[QUOTED PASSAGE]
▶

IRONY: Waldorf Hotel Set To Close January 20th After Being Sold To Condo Developers

January 9, 2013.

From the Department of What The Fuck comes a piece of news that we really didn’t see coming! From the inbox:

East Vancouver’s cultural institution the Waldorf Hotel has been sold to real estate development company forcing imminent closure.

The Waldorf Hotel re-opened its doors on October 31, 2010 with a vision: create a welcoming cultural hub in the heart of East Vancouver. Prior to this, the complex, which was built in 1947, had seen better days, and was just one of many dilapidated Eastside dive bars. But in the summer of 2010, a 15-year lease was signed by a group of partners led by Thomas Anselmi, Ernesto Gomez, Scott Cohen, and Daniel Fazio. They proceeded at great financial and sweat equity costs, with no assistance from the landlord, to restore the building to its former glory.

A restaurant, hotel rooms, a world renowned tiki bar, two nightclub spaces, a recording studio, and an art gallery were housed under the re-imagined Waldorf’s roof. It was embraced by the community and dubbed “a Cultural Oasis in the middle of nowhere” by the Globe and Mail.

The Waldorf was well on its way to growing into an economically viable and profitable business. But, given the scope of the project and its “middle of nowhere” location, it should come as no surprise that the first year was a financially difficult one. The landlord, Marko Puharich, was sympathetic and understanding and some rent was forgiven to give the project breathing room. But in August 2012, the landlord’s attitude changed overnight and it was baffling. Phone calls stopped being answered. Emails and texts were unreturned. A smug litigator, rather than the jovial landlord, became the point of contact. The property was on the market and the landlord was using the Waldorf’s growing pains to break the lease.

In early January 2013, Anselmi and Gomez were informed that the complex had been sold to the Solterra Group of Companies, a condominium developer. “Solterra were unwilling to sit down and discuss negotiating long-term lease possibilities. We were offered a week-to-week lease until September 2013, when the property must be delivered vacant. We obviously can’t move forward under these conditions as our business requires commitments to artists, organizations and entertainers months in advance,” Anselmi explains. He then adds: “This has cost 60 people their jobs. This has destroyed our business.

◀

[INFORMATION]
▶

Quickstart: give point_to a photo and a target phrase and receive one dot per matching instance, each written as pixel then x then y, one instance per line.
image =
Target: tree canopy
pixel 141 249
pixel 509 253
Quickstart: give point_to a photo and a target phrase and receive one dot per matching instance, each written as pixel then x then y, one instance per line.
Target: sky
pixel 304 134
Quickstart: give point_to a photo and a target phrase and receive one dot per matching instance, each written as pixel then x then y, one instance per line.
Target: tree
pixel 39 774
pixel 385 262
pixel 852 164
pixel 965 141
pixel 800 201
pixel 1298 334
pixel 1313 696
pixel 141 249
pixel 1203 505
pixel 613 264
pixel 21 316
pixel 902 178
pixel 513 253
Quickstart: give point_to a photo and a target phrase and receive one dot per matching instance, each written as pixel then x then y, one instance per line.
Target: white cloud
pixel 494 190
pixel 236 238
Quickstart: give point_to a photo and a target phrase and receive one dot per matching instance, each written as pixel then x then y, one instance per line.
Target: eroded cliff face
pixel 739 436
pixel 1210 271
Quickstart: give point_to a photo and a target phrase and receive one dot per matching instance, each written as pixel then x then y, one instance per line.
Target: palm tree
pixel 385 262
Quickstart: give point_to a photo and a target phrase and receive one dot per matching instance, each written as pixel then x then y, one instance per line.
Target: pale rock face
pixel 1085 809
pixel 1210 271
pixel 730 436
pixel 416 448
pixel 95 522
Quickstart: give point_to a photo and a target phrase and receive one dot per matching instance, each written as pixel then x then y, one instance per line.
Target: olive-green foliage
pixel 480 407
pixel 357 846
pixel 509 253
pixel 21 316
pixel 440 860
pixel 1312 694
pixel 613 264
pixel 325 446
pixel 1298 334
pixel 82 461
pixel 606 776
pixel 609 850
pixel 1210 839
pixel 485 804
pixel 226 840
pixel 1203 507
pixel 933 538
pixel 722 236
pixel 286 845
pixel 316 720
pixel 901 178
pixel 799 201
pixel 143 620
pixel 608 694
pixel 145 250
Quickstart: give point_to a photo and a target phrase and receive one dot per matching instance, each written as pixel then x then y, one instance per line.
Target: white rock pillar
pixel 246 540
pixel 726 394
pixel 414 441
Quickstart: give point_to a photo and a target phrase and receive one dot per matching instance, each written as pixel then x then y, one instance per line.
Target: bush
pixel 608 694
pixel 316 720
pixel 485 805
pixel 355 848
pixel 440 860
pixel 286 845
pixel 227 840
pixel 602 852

◀

[QUESTIONS]
#1 According to the Waldorf Hotel article, why could Anselmi and Gomez not move forward under the week-to-week lease Solterra offered?
#2 Reproduce the part of the Waldorf Hotel article starting with "IRONY: Waldorf Hotel" and going on through "forcing imminent closure.".
The records were taken from a different source than the text.

[RESPONSES TO THE EXERCISE]
#1 Their business required commitments to artists, organizations and entertainers months in advance. A week-to-week lease ending in September 2013, when the property had to be delivered vacant, did not allow for that.

#2
IRONY: Waldorf Hotel Set To Close January 20th After Being Sold To Condo Developers

January 9, 2013.

From the Department of What The Fuck comes a piece of news that we really didn’t see coming! From the inbox:

East Vancouver’s cultural institution the Waldorf Hotel has been sold to real estate development company forcing imminent closure.